- Opdracht 1
Geef de tekst over de TT Assen volledig en letterlijk weer.

- Geselecteerde tekst
-------
TT in Assen. Letterlijk betekent het Tourist Trophy. Ontleend aan de TT Races op het Isle of Man TT.
TT Assen
Sinds de start georganiseerd en gereden op de zaterdag (in verband met de zondagrust). Zo lang als ik me kan heugen. Nu natuurlijk niet meer in verband met (internationale) televisierechten. Al toen ik op de lagere school zat was ik geobsedeerd door motorrijden. Twee grote neven in onze familie reden motor. Als ik de kans kreeg, ging ik graag een stukje mee; achterop. Op en top genieten. Ik ben er eens een beetje ingedoken wat er zo langs dit (huidige) 4,5 kilometer lange heilige asfalt gebeurt. Met al die taludplaatsen, parkeervelden, tribunes en VIP rooms.
Nederlandse TT
Op zaterdag 11 juli 1925 reden de coureurs van het eerste uur de Nederlandse TT. Toen was het circuit 28,4 km lang. Het circuit werd in die tijd gevormd door de wegendriehoek tussen Rolde (start/finish), Borger en Schoonloo. Georganiseerd door Motorclub ‘Assen & Omstreken’. Uiteindelijk moeten er grote investeringen gedaan worden en wordt de organisatie ondergebracht (1936) bij de ‘Stichting Circuit van Drenthe’. Door tussenkomst van de Tweede Wereldoorlog wordt in 1946, de 16e TT hervat. Na veel herzieningen rijden in 1955 de coureurs op een compleet nieuw circuit. Op Asser grondgebied, 7,7 km lang en geschikt gemaakt voor de zijspanraces. Nu ligt de organisatie in handen van een zelfstandige stichting.
-------
- Beschikbare gegevens
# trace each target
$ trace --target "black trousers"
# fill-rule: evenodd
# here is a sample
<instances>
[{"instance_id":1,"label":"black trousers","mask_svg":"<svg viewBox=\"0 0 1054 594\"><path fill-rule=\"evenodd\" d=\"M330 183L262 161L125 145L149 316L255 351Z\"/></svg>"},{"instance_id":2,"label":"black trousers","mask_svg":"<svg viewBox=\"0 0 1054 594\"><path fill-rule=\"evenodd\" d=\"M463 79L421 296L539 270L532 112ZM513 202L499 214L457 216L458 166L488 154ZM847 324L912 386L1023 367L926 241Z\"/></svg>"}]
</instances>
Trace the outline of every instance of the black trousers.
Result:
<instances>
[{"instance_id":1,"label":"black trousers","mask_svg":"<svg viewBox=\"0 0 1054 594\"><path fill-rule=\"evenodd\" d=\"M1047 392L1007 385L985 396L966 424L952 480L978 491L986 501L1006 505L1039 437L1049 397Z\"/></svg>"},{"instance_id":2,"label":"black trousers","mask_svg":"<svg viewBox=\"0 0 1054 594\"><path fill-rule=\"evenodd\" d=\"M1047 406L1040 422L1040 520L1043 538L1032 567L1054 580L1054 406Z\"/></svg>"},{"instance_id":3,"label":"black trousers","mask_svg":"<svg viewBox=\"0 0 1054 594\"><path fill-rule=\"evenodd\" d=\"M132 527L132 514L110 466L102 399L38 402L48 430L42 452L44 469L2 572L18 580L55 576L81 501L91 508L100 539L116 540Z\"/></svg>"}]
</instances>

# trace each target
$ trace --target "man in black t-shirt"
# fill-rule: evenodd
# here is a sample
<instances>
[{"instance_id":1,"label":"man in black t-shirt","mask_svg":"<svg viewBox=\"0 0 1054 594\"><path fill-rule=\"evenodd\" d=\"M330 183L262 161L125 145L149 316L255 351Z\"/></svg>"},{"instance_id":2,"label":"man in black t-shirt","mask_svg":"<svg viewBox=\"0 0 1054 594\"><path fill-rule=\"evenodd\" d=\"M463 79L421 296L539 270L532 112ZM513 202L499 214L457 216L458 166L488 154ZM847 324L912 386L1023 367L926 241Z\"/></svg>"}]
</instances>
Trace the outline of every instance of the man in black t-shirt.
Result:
-------
- Opdracht 2
Selecteer uit de rijen hierboven elke rij waarin de tekenreeks "every" voorkomt, en neem die rijen ongewijzigd over. Het onderscheid tussen hoofdletters en kleine letters is daarbij van belang.

- Uitwerking 1
TT in Assen. Letterlijk betekent het Tourist Trophy. Ontleend aan de TT Races op het Isle of Man TT.
TT Assen
Sinds de start georganiseerd en gereden op de zaterdag (in verband met de zondagrust). Zo lang als ik me kan heugen. Nu natuurlijk niet meer in verband met (internationale) televisierechten. Al toen ik op de lagere school zat was ik geobsedeerd door motorrijden. Twee grote neven in onze familie reden motor. Als ik de kans kreeg, ging ik graag een stukje mee; achterop. Op en top genieten. Ik ben er eens een beetje ingedoken wat er zo langs dit (huidige) 4,5 kilometer lange heilige asfalt gebeurt. Met al die taludplaatsen, parkeervelden, tribunes en VIP rooms.
Nederlandse TT
Op zaterdag 11 juli 1925 reden de coureurs van het eerste uur de Nederlandse TT. Toen was het circuit 28,4 km lang. Het circuit werd in die tijd gevormd door de wegendriehoek tussen Rolde (start/finish), Borger en Schoonloo. Georganiseerd door Motorclub ‘Assen & Omstreken’. Uiteindelijk moeten er grote investeringen gedaan worden en wordt de organisatie ondergebracht (1936) bij de ‘Stichting Circuit van Drenthe’. Door tussenkomst van de Tweede Wereldoorlog wordt in 1946, de 16e TT hervat. Na veel herzieningen rijden in 1955 de coureurs op een compleet nieuw circuit. Op Asser grondgebied, 7,7 km lang en geschikt gemaakt voor de zijspanraces. Nu ligt de organisatie in handen van een zelfstandige stichting.

- Uitwerking 2
Trace the outline of every instance of the black trousers.
Trace the outline of every instance of the man in black t-shirt.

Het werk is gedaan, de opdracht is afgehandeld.